*Quoted passage*
┌────────

# .NET and More > WPF, WCF, WF >  [RESOLVED] Returning error message from Web Service to Winforms

## hopia

Hello, i'm new to web services. I'm trying to display the error message from the Web Service to the textbox in my Form1.


*Script on my button that calls the web service.* (I have no issues on doing the edit thing, i have issues on retrieving the error message on my web service):

If Not objWebServiceTest.editAccount(myObject, txtID.text) Then
            txtErrMsg.Text = objWebServiceTest.ReturnMessage
            Exit Sub
End If



*Script on my web service (ASMX file):*


Public Function ReturnMessage() As String
        Return strMsg
End Function



<WebMethod()> _
    Public Function editAccount(ByVal myObject As Accounts, ByVal accountID As String) As Boolean
        Dim leditAccounts As Boolean = False
        Try
            leditNibs = "Assigning string to boolean to cause an error"
            *****Remove the scripts here******
            *****Remove the scripts here******
            *****Remove the scripts here******
        Catch ex As Exception
            strMsg = ex.Message
        End Try
        Return leditAccounts 
    End Function


*****************************************

And when i query on the immediate window, i got this. I wanted to display that error message on my textbox in my winform.

└────────

*Records provided*
┌────────

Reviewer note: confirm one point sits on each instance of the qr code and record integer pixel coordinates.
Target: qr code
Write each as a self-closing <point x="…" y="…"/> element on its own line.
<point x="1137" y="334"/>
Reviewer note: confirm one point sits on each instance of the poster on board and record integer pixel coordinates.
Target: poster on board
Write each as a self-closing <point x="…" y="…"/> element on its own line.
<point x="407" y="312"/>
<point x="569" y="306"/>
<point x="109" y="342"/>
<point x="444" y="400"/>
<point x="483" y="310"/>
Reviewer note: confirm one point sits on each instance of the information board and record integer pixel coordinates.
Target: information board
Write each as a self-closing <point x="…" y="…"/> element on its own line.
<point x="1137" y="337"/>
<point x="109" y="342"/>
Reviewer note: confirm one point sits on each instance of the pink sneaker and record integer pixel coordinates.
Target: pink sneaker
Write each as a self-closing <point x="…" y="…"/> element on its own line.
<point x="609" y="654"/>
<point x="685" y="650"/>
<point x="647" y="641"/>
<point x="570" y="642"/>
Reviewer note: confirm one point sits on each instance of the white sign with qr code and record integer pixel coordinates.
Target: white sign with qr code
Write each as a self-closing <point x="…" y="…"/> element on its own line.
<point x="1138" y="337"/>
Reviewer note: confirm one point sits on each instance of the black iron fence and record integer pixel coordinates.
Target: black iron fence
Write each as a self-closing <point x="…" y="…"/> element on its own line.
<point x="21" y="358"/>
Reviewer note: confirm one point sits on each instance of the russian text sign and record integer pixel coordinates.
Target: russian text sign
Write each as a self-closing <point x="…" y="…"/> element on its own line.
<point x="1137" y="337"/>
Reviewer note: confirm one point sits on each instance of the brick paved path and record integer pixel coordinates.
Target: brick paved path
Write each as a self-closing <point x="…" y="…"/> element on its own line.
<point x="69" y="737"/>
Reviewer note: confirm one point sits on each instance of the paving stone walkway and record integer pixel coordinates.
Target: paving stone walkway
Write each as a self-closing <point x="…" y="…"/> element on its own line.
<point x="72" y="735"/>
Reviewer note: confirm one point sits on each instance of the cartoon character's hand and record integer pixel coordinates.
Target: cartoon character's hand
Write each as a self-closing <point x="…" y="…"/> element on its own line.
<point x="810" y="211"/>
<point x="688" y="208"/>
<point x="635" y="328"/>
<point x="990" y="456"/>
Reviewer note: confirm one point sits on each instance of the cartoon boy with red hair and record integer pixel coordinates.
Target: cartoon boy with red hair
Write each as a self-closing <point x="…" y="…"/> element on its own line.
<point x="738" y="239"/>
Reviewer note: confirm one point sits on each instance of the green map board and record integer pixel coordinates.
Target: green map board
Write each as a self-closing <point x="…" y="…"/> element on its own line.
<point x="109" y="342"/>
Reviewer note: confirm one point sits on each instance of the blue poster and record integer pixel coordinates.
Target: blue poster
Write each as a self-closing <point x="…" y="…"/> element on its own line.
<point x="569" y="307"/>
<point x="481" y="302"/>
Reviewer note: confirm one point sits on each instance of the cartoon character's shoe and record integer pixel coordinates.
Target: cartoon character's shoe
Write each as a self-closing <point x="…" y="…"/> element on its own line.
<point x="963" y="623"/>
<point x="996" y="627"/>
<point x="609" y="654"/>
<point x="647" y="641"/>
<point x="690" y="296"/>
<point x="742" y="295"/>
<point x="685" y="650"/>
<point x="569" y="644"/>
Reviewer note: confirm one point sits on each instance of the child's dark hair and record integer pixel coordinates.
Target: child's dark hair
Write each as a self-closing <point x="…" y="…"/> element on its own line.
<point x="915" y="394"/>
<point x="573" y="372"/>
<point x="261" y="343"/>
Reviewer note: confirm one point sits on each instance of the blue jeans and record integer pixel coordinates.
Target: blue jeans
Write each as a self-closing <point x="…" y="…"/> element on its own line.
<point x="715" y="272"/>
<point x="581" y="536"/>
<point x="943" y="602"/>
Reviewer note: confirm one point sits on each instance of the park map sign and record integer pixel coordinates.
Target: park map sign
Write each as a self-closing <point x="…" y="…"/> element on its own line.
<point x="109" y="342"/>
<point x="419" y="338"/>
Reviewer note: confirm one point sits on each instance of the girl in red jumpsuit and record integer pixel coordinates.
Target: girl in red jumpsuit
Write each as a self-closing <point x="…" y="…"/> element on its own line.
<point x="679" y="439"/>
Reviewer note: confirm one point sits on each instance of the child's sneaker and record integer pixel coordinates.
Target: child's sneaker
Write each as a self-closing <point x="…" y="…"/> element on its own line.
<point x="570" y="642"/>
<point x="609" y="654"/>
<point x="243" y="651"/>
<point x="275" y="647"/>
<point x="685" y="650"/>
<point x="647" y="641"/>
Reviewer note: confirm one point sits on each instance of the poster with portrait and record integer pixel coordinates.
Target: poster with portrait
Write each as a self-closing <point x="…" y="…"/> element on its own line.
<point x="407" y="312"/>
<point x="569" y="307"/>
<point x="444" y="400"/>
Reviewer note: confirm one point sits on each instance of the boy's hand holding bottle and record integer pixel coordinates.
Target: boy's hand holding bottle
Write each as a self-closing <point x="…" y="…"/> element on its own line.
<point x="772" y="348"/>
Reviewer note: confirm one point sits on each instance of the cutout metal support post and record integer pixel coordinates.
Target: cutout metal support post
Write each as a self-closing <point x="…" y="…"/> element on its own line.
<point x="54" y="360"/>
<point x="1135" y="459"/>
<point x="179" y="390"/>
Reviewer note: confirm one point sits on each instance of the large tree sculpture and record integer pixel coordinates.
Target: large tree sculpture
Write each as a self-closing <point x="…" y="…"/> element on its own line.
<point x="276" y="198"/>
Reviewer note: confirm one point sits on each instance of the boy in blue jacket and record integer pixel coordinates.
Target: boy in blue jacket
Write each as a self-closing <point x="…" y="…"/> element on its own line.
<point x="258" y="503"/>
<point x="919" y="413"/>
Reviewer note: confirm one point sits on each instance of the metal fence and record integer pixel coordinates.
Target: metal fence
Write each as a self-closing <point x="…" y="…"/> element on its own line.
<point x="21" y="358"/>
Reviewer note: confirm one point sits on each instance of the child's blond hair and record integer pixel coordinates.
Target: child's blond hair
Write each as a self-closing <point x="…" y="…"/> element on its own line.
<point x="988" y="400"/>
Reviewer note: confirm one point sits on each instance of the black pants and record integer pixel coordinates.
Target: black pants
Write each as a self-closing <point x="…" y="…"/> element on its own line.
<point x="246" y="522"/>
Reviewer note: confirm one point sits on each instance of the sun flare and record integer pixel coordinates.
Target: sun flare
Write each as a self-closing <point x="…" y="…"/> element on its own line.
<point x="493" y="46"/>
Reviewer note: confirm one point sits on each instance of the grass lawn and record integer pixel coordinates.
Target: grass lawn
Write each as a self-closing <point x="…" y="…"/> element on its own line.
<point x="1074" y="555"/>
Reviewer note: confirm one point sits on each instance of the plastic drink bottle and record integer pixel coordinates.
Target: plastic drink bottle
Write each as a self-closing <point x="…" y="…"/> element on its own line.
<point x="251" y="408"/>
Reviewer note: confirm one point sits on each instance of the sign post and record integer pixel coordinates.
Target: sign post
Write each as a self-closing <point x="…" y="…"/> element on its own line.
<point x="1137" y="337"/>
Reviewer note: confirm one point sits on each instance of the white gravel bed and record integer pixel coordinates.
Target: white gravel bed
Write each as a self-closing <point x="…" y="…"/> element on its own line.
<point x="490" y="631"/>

└────────

*Request 1*
Check each statement against the web service post and answer yes or no, quoting the words of the post that decide it: (a) The poster has no trouble with the edit operation itself. (b) The editAccount function returns a String. (c) In the Catch block, the exception message is assigned to strMsg.
*Request 2*
Please carry on the web service post, picking up after its final sentence.

*Exercise result 1*
(a) Yes: "I have no issues on doing the edit thing"
(b) No: "As Boolean"
(c) Yes: "strMsg = ex.Message"

*Exercise result 2*
*?strMsg
"Conversion from string "test lang" to type 'Boolean' is not valid."
*

Once i click the button on my form, *objWebServiceTest.ReturnMessage* just returns a blank string. How do i get the value of the error message from my web service and display in on my textbox?

----------


## techgnome

Cases like this, what I've seen done is a response class of some kind is used... so the methods do not return simple types like boolean or string or integer... but will return a Reply object of some kind. That object then includes the status of the action, error messages, and any other information needed.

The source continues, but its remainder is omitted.